## Task goal
Please reproduce, exactly and with nothing else, every line from the one containing "Target: eyeglasses" through the last line of the records below.

## Data supplied
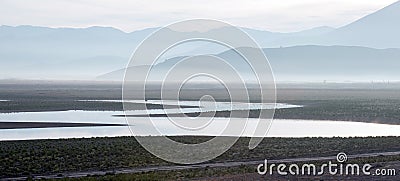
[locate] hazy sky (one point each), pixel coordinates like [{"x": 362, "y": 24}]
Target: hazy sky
[{"x": 129, "y": 15}]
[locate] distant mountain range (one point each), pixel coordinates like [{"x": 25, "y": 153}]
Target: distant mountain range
[
  {"x": 299, "y": 63},
  {"x": 29, "y": 52}
]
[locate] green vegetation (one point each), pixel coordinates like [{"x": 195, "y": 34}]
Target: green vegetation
[{"x": 24, "y": 158}]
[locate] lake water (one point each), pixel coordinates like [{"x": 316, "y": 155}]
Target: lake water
[{"x": 279, "y": 128}]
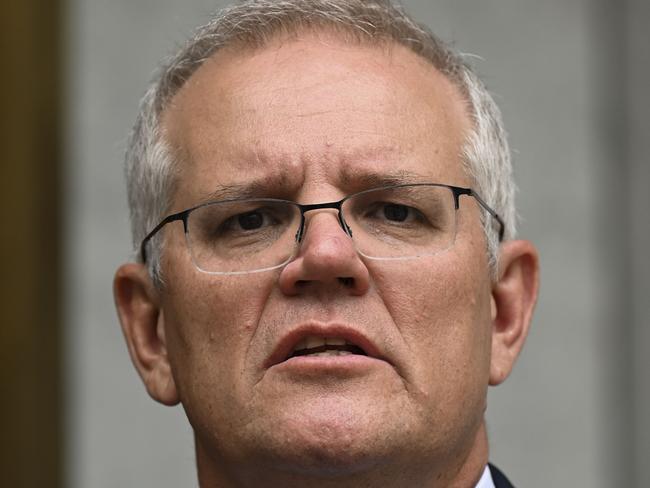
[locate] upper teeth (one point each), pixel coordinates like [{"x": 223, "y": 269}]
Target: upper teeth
[{"x": 313, "y": 341}]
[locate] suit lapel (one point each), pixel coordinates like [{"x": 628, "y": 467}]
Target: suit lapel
[{"x": 500, "y": 480}]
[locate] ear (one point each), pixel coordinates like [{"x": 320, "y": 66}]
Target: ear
[
  {"x": 513, "y": 300},
  {"x": 143, "y": 324}
]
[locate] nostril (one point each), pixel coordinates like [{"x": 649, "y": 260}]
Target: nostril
[{"x": 347, "y": 282}]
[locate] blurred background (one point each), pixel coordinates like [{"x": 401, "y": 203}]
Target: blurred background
[{"x": 572, "y": 79}]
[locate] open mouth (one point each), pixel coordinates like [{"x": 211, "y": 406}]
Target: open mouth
[{"x": 325, "y": 346}]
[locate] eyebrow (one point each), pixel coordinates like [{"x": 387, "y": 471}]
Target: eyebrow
[
  {"x": 257, "y": 188},
  {"x": 280, "y": 185},
  {"x": 366, "y": 180}
]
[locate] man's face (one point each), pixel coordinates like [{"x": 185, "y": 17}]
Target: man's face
[{"x": 313, "y": 120}]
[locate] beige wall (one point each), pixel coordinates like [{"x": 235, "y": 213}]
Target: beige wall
[{"x": 563, "y": 73}]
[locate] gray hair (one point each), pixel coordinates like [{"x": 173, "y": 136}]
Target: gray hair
[{"x": 150, "y": 166}]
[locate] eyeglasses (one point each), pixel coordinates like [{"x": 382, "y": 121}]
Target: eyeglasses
[{"x": 240, "y": 236}]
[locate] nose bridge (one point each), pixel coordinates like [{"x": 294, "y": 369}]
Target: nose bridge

## Output for this exercise
Target: eyeglasses
[{"x": 240, "y": 236}]
[locate] nose bridge (one point each), pixel coordinates like [{"x": 294, "y": 369}]
Target: nose bridge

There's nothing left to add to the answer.